Exercise prompt - For the records shown below, return an exact copy that excludes the pictures.

Supplied data -
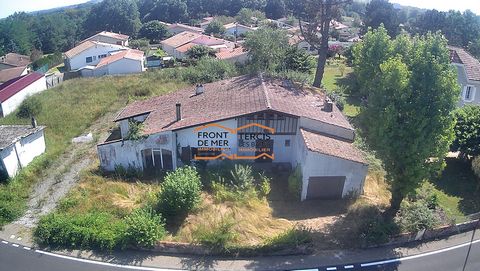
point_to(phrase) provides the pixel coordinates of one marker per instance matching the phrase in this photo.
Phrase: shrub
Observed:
(219, 236)
(30, 107)
(241, 177)
(264, 187)
(415, 216)
(180, 192)
(91, 231)
(295, 182)
(144, 228)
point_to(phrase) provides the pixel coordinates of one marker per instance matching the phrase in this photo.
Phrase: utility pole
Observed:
(471, 242)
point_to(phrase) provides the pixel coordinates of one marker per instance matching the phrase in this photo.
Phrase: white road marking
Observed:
(106, 264)
(417, 256)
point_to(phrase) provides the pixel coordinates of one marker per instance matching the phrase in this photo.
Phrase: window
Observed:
(469, 93)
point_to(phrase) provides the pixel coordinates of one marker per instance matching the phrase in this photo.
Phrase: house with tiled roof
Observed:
(117, 63)
(248, 118)
(89, 53)
(16, 90)
(109, 37)
(468, 74)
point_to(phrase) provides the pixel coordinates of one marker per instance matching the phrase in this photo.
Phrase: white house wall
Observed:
(129, 153)
(14, 102)
(79, 61)
(27, 148)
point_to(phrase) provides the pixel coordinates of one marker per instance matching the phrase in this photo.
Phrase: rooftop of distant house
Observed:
(471, 64)
(8, 74)
(15, 60)
(10, 134)
(13, 86)
(231, 98)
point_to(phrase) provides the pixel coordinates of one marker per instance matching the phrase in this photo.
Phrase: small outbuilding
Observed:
(19, 145)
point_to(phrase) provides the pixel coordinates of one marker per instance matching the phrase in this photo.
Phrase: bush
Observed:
(295, 182)
(144, 228)
(217, 237)
(30, 107)
(208, 70)
(415, 216)
(180, 192)
(89, 231)
(264, 187)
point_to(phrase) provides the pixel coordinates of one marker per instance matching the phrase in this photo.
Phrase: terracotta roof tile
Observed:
(332, 146)
(228, 99)
(11, 73)
(471, 64)
(129, 54)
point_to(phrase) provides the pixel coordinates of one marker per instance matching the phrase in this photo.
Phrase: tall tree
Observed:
(114, 15)
(407, 118)
(381, 12)
(154, 30)
(314, 17)
(275, 9)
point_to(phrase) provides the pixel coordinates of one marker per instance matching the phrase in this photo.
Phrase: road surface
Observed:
(14, 257)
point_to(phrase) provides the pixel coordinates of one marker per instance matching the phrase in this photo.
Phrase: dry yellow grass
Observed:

Answer to the problem -
point_to(phrase) provides the pixel coordinates of one marker per instance matching the phrase in this photo.
Phrase: shrub
Observed:
(219, 236)
(30, 107)
(241, 177)
(264, 187)
(415, 216)
(180, 192)
(91, 231)
(295, 182)
(144, 228)
point_to(phrase) provides the pixel coordinates of one marker per instance matching the phrase in this photo.
Phrase: utility pole
Observed:
(471, 242)
point_to(phrase) provides the pixel coordinates of one marker per instance matching the phrase in this photo.
Phrase: white road marking
Observed:
(106, 264)
(417, 256)
point_to(phrase) provides the pixel coordinates of one marker per instance matching the phrase in this photo.
Phrase: window
Observed:
(469, 93)
point_to(phrase) provides the pixel coordinates of one marker per instance matching the phrase in this photo.
Phrase: house with tiled roof
Observed:
(117, 63)
(248, 118)
(89, 53)
(16, 90)
(109, 37)
(468, 74)
point_to(phrase) provides the pixel coordinates of one marker per instance matching the phrase in this photo.
Phrase: white house wall
Observed:
(129, 153)
(14, 102)
(79, 61)
(27, 148)
point_to(phrase) provides the pixel coordinates of one marker per instance matching the phrase in this photo.
Phrase: rooftop of distant house
Observed:
(471, 64)
(8, 74)
(15, 60)
(10, 134)
(13, 86)
(231, 98)
point_to(phrase) provides the pixel coordinates of one marker per instance matching the phrase in this photo.
Phrase: small outbuilding
Observed:
(19, 145)
point_to(phrase) provides the pixel coordinates of one marker per instance matching the phrase in this photo.
Phrase: bush
Observed:
(295, 182)
(144, 228)
(217, 237)
(30, 107)
(208, 70)
(415, 216)
(180, 192)
(89, 231)
(264, 187)
point_to(phrase) provides the pixel coordinates of one marker per instance matching the phrase in this photo.
Phrase: terracotta roof tile
Observed:
(332, 146)
(228, 99)
(11, 73)
(471, 64)
(129, 54)
point_to(phrase) provides the pixel coordinates of one marker per instance matching the phrase in this photo.
Phrase: tall tree
Observed:
(114, 15)
(407, 118)
(381, 12)
(154, 30)
(314, 17)
(275, 9)
point_to(phrase) provides the pixel coordinates of one marker per instance matching the phrase in this photo.
Phrase: road surface
Observed:
(14, 257)
point_to(phrase) provides the pixel coordinates of one marker per instance matching the phrase in this photo.
Phrase: dry yellow grass
Observed:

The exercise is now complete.